▶ What is expected: Format every line of the entries below as a Markdown table with two columns, Row for the running number and Line for the line itself. Skip blank lines and leave the pictures out.

•••

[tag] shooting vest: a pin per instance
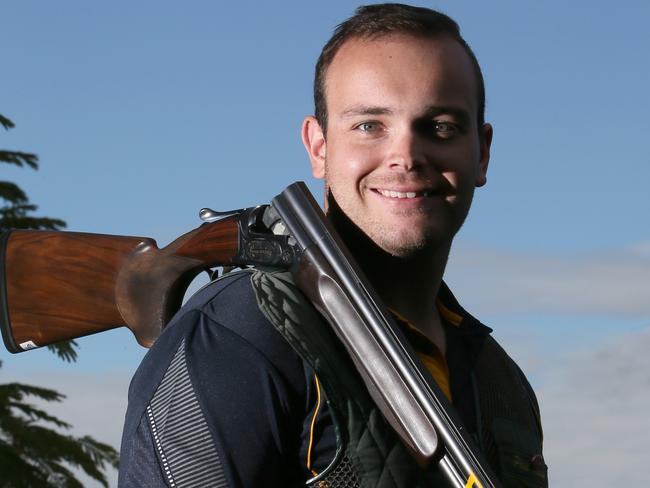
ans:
(369, 454)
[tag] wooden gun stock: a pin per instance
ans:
(63, 285)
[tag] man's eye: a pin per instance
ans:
(445, 130)
(368, 127)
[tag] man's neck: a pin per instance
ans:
(408, 286)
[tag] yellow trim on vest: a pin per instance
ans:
(472, 482)
(436, 363)
(311, 428)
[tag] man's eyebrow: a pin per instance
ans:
(357, 110)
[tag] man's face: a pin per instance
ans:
(403, 153)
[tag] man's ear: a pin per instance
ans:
(314, 140)
(485, 142)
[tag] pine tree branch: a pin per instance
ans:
(65, 350)
(6, 123)
(19, 158)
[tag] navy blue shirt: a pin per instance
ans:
(221, 399)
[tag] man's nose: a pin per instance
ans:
(406, 152)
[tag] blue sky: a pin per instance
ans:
(144, 112)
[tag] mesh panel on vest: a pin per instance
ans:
(343, 476)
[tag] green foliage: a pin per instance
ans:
(35, 450)
(15, 209)
(33, 454)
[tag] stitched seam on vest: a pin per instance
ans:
(181, 435)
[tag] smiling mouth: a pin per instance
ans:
(403, 194)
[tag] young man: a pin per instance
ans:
(222, 399)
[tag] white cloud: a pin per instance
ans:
(612, 283)
(595, 410)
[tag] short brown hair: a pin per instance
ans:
(371, 21)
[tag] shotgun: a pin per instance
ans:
(90, 282)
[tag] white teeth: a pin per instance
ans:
(400, 194)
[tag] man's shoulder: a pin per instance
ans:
(220, 325)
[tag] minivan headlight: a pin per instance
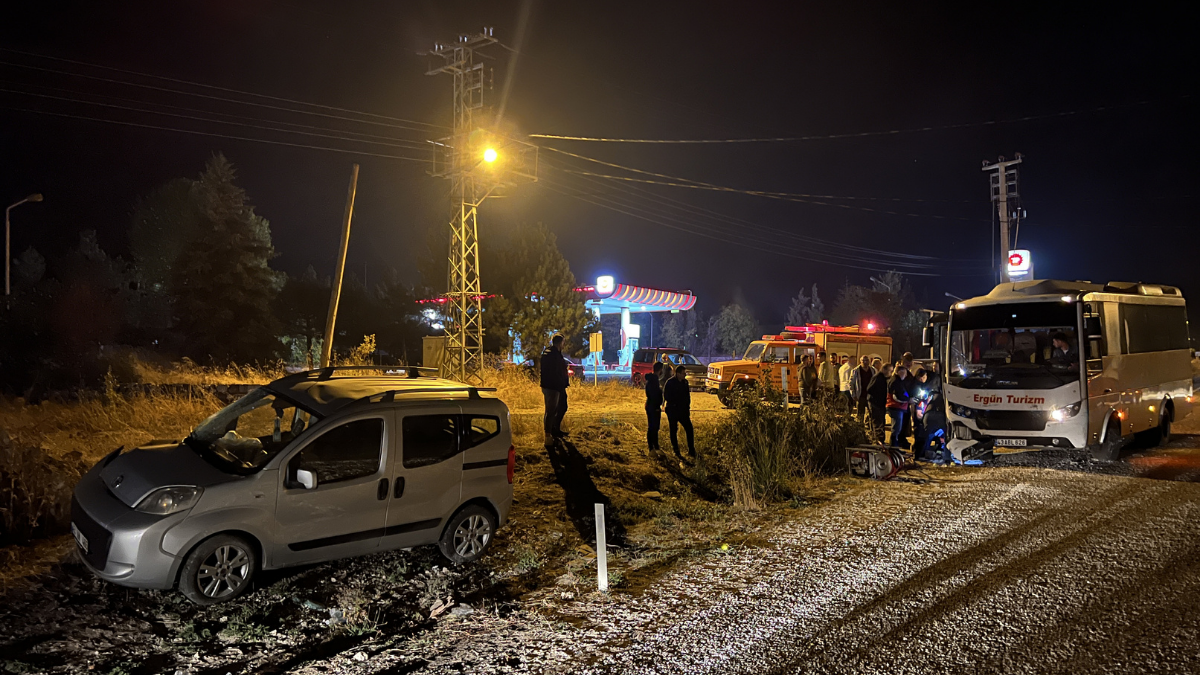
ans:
(1065, 412)
(166, 501)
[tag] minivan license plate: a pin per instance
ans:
(79, 537)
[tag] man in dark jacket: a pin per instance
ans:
(898, 406)
(653, 407)
(555, 381)
(678, 398)
(859, 377)
(877, 400)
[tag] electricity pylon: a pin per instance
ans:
(477, 160)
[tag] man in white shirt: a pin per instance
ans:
(844, 380)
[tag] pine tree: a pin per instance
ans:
(798, 312)
(538, 294)
(736, 328)
(816, 308)
(222, 285)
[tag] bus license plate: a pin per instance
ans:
(79, 537)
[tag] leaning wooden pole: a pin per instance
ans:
(327, 347)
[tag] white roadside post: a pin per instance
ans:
(601, 551)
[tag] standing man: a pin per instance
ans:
(808, 378)
(653, 407)
(859, 378)
(678, 398)
(912, 386)
(877, 401)
(827, 374)
(898, 406)
(844, 377)
(555, 381)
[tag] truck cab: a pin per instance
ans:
(777, 358)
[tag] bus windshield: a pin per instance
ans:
(1014, 346)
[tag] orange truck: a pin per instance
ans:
(774, 354)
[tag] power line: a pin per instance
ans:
(677, 181)
(109, 81)
(841, 257)
(840, 249)
(857, 135)
(217, 135)
(250, 118)
(215, 88)
(409, 145)
(773, 250)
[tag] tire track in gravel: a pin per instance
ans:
(999, 591)
(761, 615)
(756, 639)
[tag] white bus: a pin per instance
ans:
(1066, 364)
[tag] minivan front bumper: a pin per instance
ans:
(124, 545)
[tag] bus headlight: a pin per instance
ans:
(963, 411)
(1066, 412)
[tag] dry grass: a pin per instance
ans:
(96, 426)
(189, 372)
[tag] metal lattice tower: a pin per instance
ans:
(461, 159)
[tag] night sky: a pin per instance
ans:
(1109, 187)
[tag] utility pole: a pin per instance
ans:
(1007, 197)
(7, 243)
(327, 347)
(477, 160)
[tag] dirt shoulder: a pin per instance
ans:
(60, 619)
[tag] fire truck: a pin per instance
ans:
(779, 356)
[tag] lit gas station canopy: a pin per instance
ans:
(609, 297)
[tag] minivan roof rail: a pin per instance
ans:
(333, 371)
(390, 394)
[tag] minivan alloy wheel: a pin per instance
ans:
(219, 568)
(472, 535)
(223, 572)
(468, 533)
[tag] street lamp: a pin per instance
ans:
(7, 245)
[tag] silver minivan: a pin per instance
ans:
(316, 466)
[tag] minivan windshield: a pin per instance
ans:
(1014, 346)
(249, 432)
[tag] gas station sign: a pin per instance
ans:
(1020, 266)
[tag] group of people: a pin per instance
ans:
(910, 398)
(899, 404)
(673, 396)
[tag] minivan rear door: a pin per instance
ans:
(343, 515)
(426, 475)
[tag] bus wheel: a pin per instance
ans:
(1110, 449)
(1163, 434)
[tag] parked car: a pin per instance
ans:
(317, 466)
(643, 365)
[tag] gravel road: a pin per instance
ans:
(1012, 569)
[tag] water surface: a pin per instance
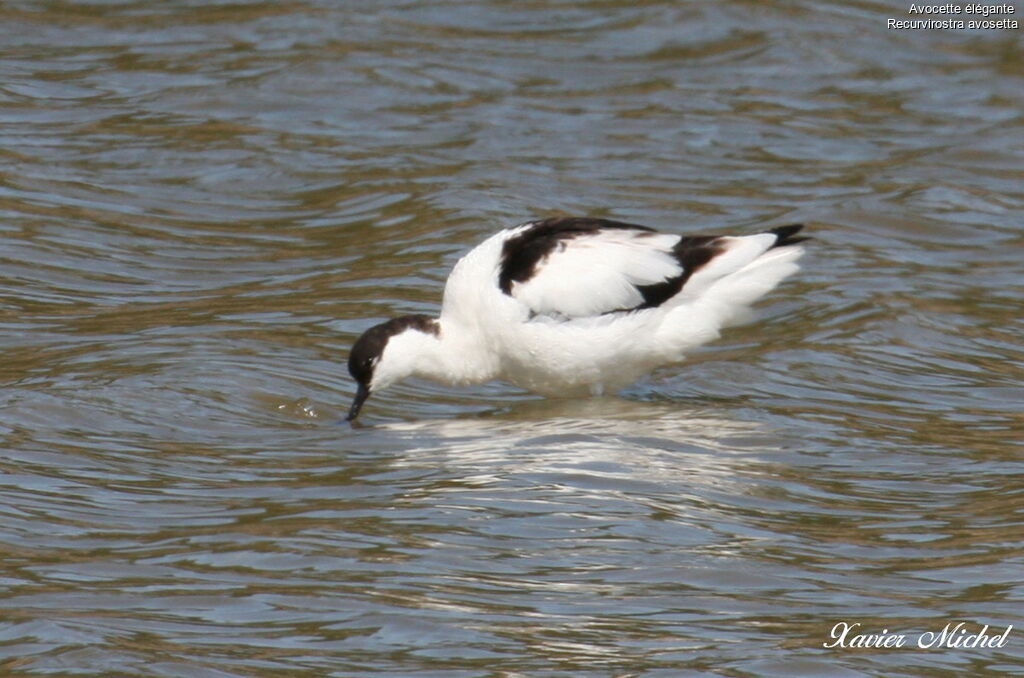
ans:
(202, 204)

•••

▶ Response for this exercise:
| Row | Line |
|---|---|
| 1 | [tag] shooting vest: a pin per instance |
| 2 | ans: |
| 3 | (369, 454) |
| 4 | [tag] wooden gun stock: a pin per instance |
| 5 | ans: |
| 6 | (63, 285) |
| 7 | [tag] man's eye: a pin per instance |
| 8 | ans: |
| 9 | (445, 130) |
| 10 | (368, 127) |
| 11 | [tag] man's neck: a pin per instance |
| 12 | ans: |
| 13 | (408, 286) |
| 14 | [tag] yellow trim on vest: a pin per instance |
| 15 | ans: |
| 16 | (472, 482) |
| 17 | (436, 363) |
| 18 | (311, 428) |
| 19 | [tag] man's eyebrow: a pin per instance |
| 20 | ans: |
| 21 | (357, 110) |
| 22 | [tag] man's face: a pin per instance |
| 23 | ans: |
| 24 | (403, 153) |
| 25 | [tag] man's ear: a pin per instance |
| 26 | ans: |
| 27 | (314, 140) |
| 28 | (485, 142) |
| 29 | [tag] pine tree branch: a pin per instance |
| 30 | ans: |
| 31 | (65, 350) |
| 32 | (6, 123) |
| 33 | (19, 158) |
| 34 | [tag] navy blue shirt: a pin per instance |
| 35 | ans: |
| 36 | (221, 399) |
| 37 | [tag] man's nose: a pin per instance |
| 38 | ans: |
| 39 | (406, 152) |
| 40 | [tag] blue sky: a pin per instance |
| 41 | ans: |
| 42 | (144, 112) |
| 43 | [tag] mesh panel on vest: a pin per instance |
| 44 | ans: |
| 45 | (343, 476) |
| 46 | [tag] green foliage: a pin per instance |
| 47 | ans: |
| 48 | (35, 450) |
| 49 | (15, 209) |
| 50 | (33, 454) |
| 51 | [tag] stitched seam on vest: a pin per instance |
| 52 | ans: |
| 53 | (181, 435) |
| 54 | [tag] smiling mouth: a pin per instance |
| 55 | ans: |
| 56 | (403, 194) |
| 57 | [tag] young man: a pin per instance |
| 58 | ans: |
| 59 | (222, 399) |
| 60 | [tag] white cloud: a pin per instance |
| 61 | ans: |
| 62 | (612, 283) |
| 63 | (595, 410) |
| 64 | [tag] short brown hair: a pin per instance |
| 65 | ans: |
| 66 | (371, 21) |
| 67 | [tag] shotgun: a pin per instance |
| 68 | ans: |
| 69 | (90, 282) |
| 70 | [tag] white teeth: a pin per instance |
| 71 | ans: |
| 72 | (400, 194) |
| 73 | [tag] man's shoulder: a pin per instance |
| 74 | ans: |
| 75 | (220, 325) |
| 76 | [tag] minivan headlight: a pin per instance |
| 77 | ans: |
| 78 | (1065, 412) |
| 79 | (166, 501) |
| 80 | [tag] minivan license plate: a pin per instance |
| 81 | ans: |
| 82 | (79, 537) |
| 83 | [tag] man in dark jacket: a pin per instance |
| 84 | ans: |
| 85 | (898, 406) |
| 86 | (653, 407) |
| 87 | (555, 381) |
| 88 | (678, 398) |
| 89 | (859, 377) |
| 90 | (877, 400) |
| 91 | [tag] electricity pylon: a pin per instance |
| 92 | ans: |
| 93 | (477, 160) |
| 94 | [tag] man in white shirt: a pin per instance |
| 95 | ans: |
| 96 | (844, 380) |
| 97 | [tag] pine tree: a pin per instance |
| 98 | ans: |
| 99 | (798, 312) |
| 100 | (538, 294) |
| 101 | (736, 328) |
| 102 | (816, 308) |
| 103 | (222, 285) |
| 104 | [tag] bus license plate: a pin per instance |
| 105 | ans: |
| 106 | (79, 537) |
| 107 | [tag] leaning wooden pole: a pin per instance |
| 108 | ans: |
| 109 | (327, 347) |
| 110 | [tag] white roadside post: a pin per instance |
| 111 | ans: |
| 112 | (601, 551) |
| 113 | [tag] standing man: a pin per instance |
| 114 | ans: |
| 115 | (808, 378) |
| 116 | (653, 407) |
| 117 | (859, 378) |
| 118 | (678, 398) |
| 119 | (912, 386) |
| 120 | (877, 401) |
| 121 | (827, 374) |
| 122 | (898, 406) |
| 123 | (844, 377) |
| 124 | (555, 381) |
| 125 | [tag] truck cab: a pin per instance |
| 126 | ans: |
| 127 | (777, 358) |
| 128 | [tag] bus windshield: a pin per instance |
| 129 | ans: |
| 130 | (1014, 346) |
| 131 | [tag] orange truck: a pin per instance |
| 132 | ans: |
| 133 | (774, 354) |
| 134 | [tag] power line: a pin per instance |
| 135 | ans: |
| 136 | (677, 181) |
| 137 | (109, 81) |
| 138 | (841, 257) |
| 139 | (840, 249) |
| 140 | (857, 135) |
| 141 | (217, 135) |
| 142 | (250, 118) |
| 143 | (215, 88) |
| 144 | (409, 145) |
| 145 | (773, 250) |
| 146 | [tag] tire track in gravel: a pin per instance |
| 147 | ans: |
| 148 | (999, 591) |
| 149 | (761, 615) |
| 150 | (756, 639) |
| 151 | [tag] white bus: a pin per instance |
| 152 | ans: |
| 153 | (1066, 364) |
| 154 | [tag] minivan front bumper: a pin per instance |
| 155 | ans: |
| 156 | (124, 545) |
| 157 | [tag] bus headlight: a pin per instance |
| 158 | ans: |
| 159 | (963, 411) |
| 160 | (1066, 412) |
| 161 | [tag] dry grass: a pin per instance |
| 162 | ans: |
| 163 | (96, 426) |
| 164 | (189, 372) |
| 165 | [tag] metal lattice tower: a pin per instance |
| 166 | ans: |
| 167 | (461, 159) |
| 168 | [tag] night sky: a pin per instance |
| 169 | ans: |
| 170 | (1109, 187) |
| 171 | [tag] utility pole: a pin per instance |
| 172 | ans: |
| 173 | (1007, 197) |
| 174 | (7, 243) |
| 175 | (327, 347) |
| 176 | (477, 160) |
| 177 | [tag] dirt shoulder: a pin per instance |
| 178 | ans: |
| 179 | (60, 619) |
| 180 | [tag] fire truck: a pin per instance |
| 181 | ans: |
| 182 | (779, 356) |
| 183 | [tag] lit gas station canopy: a pin per instance |
| 184 | ans: |
| 185 | (609, 297) |
| 186 | [tag] minivan roof rail: a pin per instance |
| 187 | ans: |
| 188 | (333, 371) |
| 189 | (390, 394) |
| 190 | [tag] minivan alloy wheel: a pin per instance |
| 191 | ans: |
| 192 | (219, 568) |
| 193 | (472, 535) |
| 194 | (223, 572) |
| 195 | (468, 533) |
| 196 | [tag] street lamp: a pin per instance |
| 197 | ans: |
| 198 | (7, 245) |
| 199 | [tag] silver minivan: a pin per instance |
| 200 | ans: |
| 201 | (316, 466) |
| 202 | [tag] minivan windshield: a pin per instance |
| 203 | ans: |
| 204 | (1014, 346) |
| 205 | (249, 432) |
| 206 | [tag] gas station sign: a pin per instance |
| 207 | ans: |
| 208 | (1020, 266) |
| 209 | [tag] group of people: a pin per instance |
| 210 | ans: |
| 211 | (910, 398) |
| 212 | (899, 404) |
| 213 | (673, 396) |
| 214 | [tag] minivan rear door: a pin per instance |
| 215 | ans: |
| 216 | (343, 515) |
| 217 | (426, 475) |
| 218 | [tag] bus wheel: a pin per instance |
| 219 | ans: |
| 220 | (1110, 449) |
| 221 | (1163, 434) |
| 222 | [tag] parked car: a pin per instance |
| 223 | ans: |
| 224 | (317, 466) |
| 225 | (643, 365) |
| 226 | [tag] gravel road: a pin per instance |
| 227 | ans: |
| 228 | (1012, 569) |
| 229 | [tag] water surface: a pin per instance |
| 230 | ans: |
| 231 | (202, 204) |